DATA SECTION START
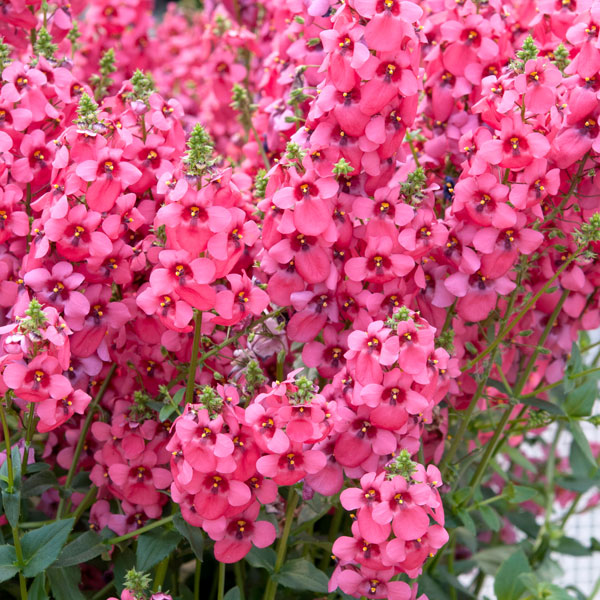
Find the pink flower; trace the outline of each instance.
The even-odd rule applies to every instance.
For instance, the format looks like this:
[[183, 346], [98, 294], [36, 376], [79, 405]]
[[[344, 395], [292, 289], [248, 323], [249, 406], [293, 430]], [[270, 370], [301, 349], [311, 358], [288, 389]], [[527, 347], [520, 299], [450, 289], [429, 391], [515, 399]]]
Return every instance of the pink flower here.
[[257, 521], [259, 504], [254, 502], [242, 513], [218, 521], [204, 521], [202, 528], [215, 540], [215, 558], [226, 564], [244, 558], [252, 546], [266, 548], [275, 541], [275, 527]]
[[77, 175], [91, 183], [86, 199], [92, 210], [109, 211], [119, 194], [141, 178], [141, 171], [122, 160], [122, 154], [123, 150], [105, 147], [98, 151], [97, 158], [77, 165]]
[[2, 374], [4, 383], [27, 402], [67, 397], [73, 388], [62, 375], [58, 360], [46, 353], [38, 354], [28, 365], [9, 363]]

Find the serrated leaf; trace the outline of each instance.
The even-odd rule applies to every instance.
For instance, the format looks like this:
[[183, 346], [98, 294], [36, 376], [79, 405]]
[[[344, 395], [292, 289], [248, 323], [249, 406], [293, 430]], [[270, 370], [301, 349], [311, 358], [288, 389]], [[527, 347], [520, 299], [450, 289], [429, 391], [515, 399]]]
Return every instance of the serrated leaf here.
[[272, 579], [292, 590], [308, 590], [317, 594], [326, 594], [329, 577], [304, 558], [286, 562]]
[[125, 574], [135, 567], [135, 554], [129, 548], [126, 548], [123, 552], [117, 554], [116, 559], [113, 555], [113, 560], [116, 595], [120, 595], [125, 587]]
[[106, 550], [95, 531], [86, 531], [67, 544], [56, 560], [56, 567], [71, 567], [100, 556]]
[[507, 558], [498, 569], [494, 580], [497, 600], [518, 600], [525, 591], [519, 575], [531, 573], [531, 567], [523, 550], [519, 549]]
[[275, 559], [277, 555], [273, 548], [257, 548], [252, 546], [250, 552], [246, 554], [246, 561], [255, 569], [266, 569], [269, 573], [275, 568]]
[[62, 519], [23, 536], [23, 559], [25, 577], [35, 577], [47, 569], [57, 558], [73, 528], [74, 519]]
[[177, 548], [181, 535], [172, 529], [153, 529], [138, 539], [136, 569], [148, 571]]
[[202, 561], [204, 551], [204, 537], [202, 530], [199, 527], [193, 527], [184, 518], [177, 514], [173, 517], [173, 525], [175, 529], [190, 543], [196, 558]]
[[48, 569], [46, 571], [50, 581], [50, 589], [54, 600], [86, 600], [79, 591], [81, 570], [77, 567], [65, 567], [62, 569]]
[[4, 514], [11, 527], [16, 527], [19, 523], [19, 514], [21, 512], [21, 492], [17, 490], [12, 494], [2, 490], [2, 505]]
[[6, 581], [17, 574], [19, 568], [15, 566], [17, 555], [14, 546], [0, 546], [0, 581]]

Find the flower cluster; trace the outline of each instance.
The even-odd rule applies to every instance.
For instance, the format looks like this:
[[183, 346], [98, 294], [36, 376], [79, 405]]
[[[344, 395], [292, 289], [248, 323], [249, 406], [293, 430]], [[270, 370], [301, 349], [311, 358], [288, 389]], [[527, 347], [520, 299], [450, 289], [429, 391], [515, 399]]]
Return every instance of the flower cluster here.
[[[31, 562], [30, 512], [87, 520], [111, 550], [177, 514], [173, 535], [201, 529], [236, 563], [321, 496], [352, 521], [332, 522], [333, 569], [317, 549], [329, 592], [413, 600], [443, 502], [468, 528], [474, 498], [509, 498], [486, 461], [512, 461], [552, 420], [534, 408], [586, 375], [597, 2], [224, 0], [160, 21], [147, 0], [5, 4], [7, 564]], [[458, 473], [461, 444], [481, 462]], [[15, 503], [40, 460], [56, 476]], [[169, 597], [149, 586], [130, 572], [122, 600]]]

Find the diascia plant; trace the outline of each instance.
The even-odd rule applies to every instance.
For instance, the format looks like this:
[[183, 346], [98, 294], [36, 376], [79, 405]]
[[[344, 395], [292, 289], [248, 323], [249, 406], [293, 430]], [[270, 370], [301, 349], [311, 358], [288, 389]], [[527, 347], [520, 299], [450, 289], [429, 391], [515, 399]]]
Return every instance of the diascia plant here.
[[2, 599], [593, 598], [600, 1], [152, 11], [2, 3]]

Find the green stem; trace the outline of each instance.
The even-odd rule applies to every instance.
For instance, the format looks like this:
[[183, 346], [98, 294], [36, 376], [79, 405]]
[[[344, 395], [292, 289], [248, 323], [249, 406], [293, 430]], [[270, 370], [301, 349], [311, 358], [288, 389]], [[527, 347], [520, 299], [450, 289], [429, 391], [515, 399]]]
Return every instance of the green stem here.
DATA SECTION END
**PROBLEM TO SOLVE:** When a record holds a picture, leave that picture out; copy the rest verbatim.

**EXPECTED ANSWER:**
Find the pink flower; trace the outline of each instance.
The even-odd rule applies to every instance.
For instance, the format looks like this:
[[183, 346], [98, 294], [36, 376], [79, 405]]
[[[344, 395], [292, 289], [248, 323], [249, 406], [293, 430]], [[270, 370], [301, 349], [311, 358], [288, 389]], [[527, 347], [520, 299], [450, 289], [429, 391], [515, 399]]]
Return every instance of the pink flower here.
[[257, 521], [259, 504], [254, 502], [242, 513], [218, 521], [204, 521], [202, 528], [215, 540], [215, 558], [226, 564], [244, 558], [252, 546], [266, 548], [275, 541], [275, 527]]
[[77, 175], [91, 183], [86, 199], [92, 210], [109, 211], [119, 194], [141, 178], [141, 171], [122, 160], [122, 154], [123, 150], [105, 147], [98, 151], [97, 158], [77, 165]]
[[2, 374], [4, 383], [27, 402], [67, 397], [73, 388], [62, 375], [58, 360], [46, 353], [38, 354], [28, 365], [9, 363]]

Find the serrated leaf; trace the outline of each instance.
The even-odd rule applies to every instance.
For instance, the format looks like this:
[[183, 346], [98, 294], [36, 376], [79, 405]]
[[[344, 395], [292, 289], [248, 323], [249, 406], [293, 430]], [[270, 370], [301, 349], [311, 358], [288, 389]], [[527, 347], [520, 299], [450, 289], [429, 391], [515, 399]]]
Return every instance of the serrated leaf here.
[[272, 579], [292, 590], [308, 590], [317, 594], [326, 594], [329, 577], [304, 558], [286, 562]]
[[125, 574], [135, 567], [135, 554], [129, 548], [126, 548], [123, 552], [117, 554], [116, 559], [113, 555], [113, 560], [116, 595], [120, 595], [125, 587]]
[[106, 550], [95, 531], [86, 531], [67, 544], [56, 560], [56, 567], [71, 567], [100, 556]]
[[507, 558], [498, 569], [494, 580], [497, 600], [518, 600], [525, 591], [519, 575], [531, 573], [531, 567], [523, 550], [519, 549]]
[[275, 559], [277, 555], [273, 548], [257, 548], [252, 546], [250, 552], [246, 554], [246, 561], [255, 569], [266, 569], [269, 573], [275, 568]]
[[62, 519], [23, 536], [23, 559], [25, 577], [35, 577], [47, 569], [57, 558], [73, 528], [74, 519]]
[[177, 548], [181, 535], [172, 529], [153, 529], [138, 539], [136, 569], [148, 571]]
[[202, 561], [204, 551], [204, 537], [202, 530], [199, 527], [193, 527], [184, 518], [177, 514], [173, 517], [173, 525], [175, 529], [190, 543], [196, 558]]
[[48, 569], [46, 571], [50, 581], [50, 589], [54, 600], [86, 600], [79, 591], [81, 570], [77, 567], [65, 567], [62, 569]]
[[4, 514], [11, 527], [16, 527], [19, 523], [19, 514], [21, 512], [21, 492], [17, 490], [12, 494], [2, 490], [2, 505]]
[[6, 581], [17, 574], [19, 568], [15, 566], [17, 555], [14, 546], [0, 546], [0, 581]]

Find the flower cluster; trace the outline of each instance.
The even-odd rule applies to every instance.
For instance, the format looks like this:
[[183, 346], [98, 294], [36, 376], [79, 405]]
[[[344, 395], [292, 289], [248, 323], [249, 406], [293, 430]], [[270, 370], [301, 349], [311, 358], [288, 389]], [[527, 347], [520, 299], [450, 289], [429, 391], [515, 399]]]
Return every instance of the flower cluster here.
[[[31, 562], [30, 512], [87, 520], [111, 550], [177, 514], [173, 535], [201, 529], [236, 563], [321, 496], [352, 521], [332, 522], [333, 569], [317, 549], [329, 592], [413, 600], [443, 502], [468, 528], [474, 498], [509, 498], [486, 461], [512, 461], [552, 420], [534, 408], [586, 375], [597, 2], [224, 0], [160, 21], [147, 0], [5, 4], [7, 564]], [[458, 473], [461, 444], [481, 462]], [[15, 503], [40, 460], [56, 476]], [[169, 597], [149, 586], [130, 572], [122, 600]]]

Find the diascia plant; trace the outline of each instance.
The even-odd rule applies to every instance.
For instance, the format looks like this:
[[183, 346], [98, 294], [36, 376], [79, 405]]
[[[344, 395], [292, 289], [248, 323], [249, 406], [293, 430]], [[270, 370], [301, 349], [311, 358], [288, 389]], [[527, 347], [520, 299], [450, 289], [429, 391], [515, 399]]]
Return every instance of the diascia plant here.
[[2, 599], [593, 598], [600, 1], [152, 11], [2, 3]]

Find the green stem; trace the outline of each instance.
The even-odd rule applies to every instance.
For instance, the format looks like this:
[[183, 346], [98, 294], [36, 376], [79, 405]]
[[[344, 395], [292, 289], [248, 323], [249, 406], [293, 430]], [[270, 370], [301, 349], [311, 358], [288, 389]], [[527, 347], [520, 299], [450, 289], [429, 391], [515, 399]]]
Return every instance of the green stem here.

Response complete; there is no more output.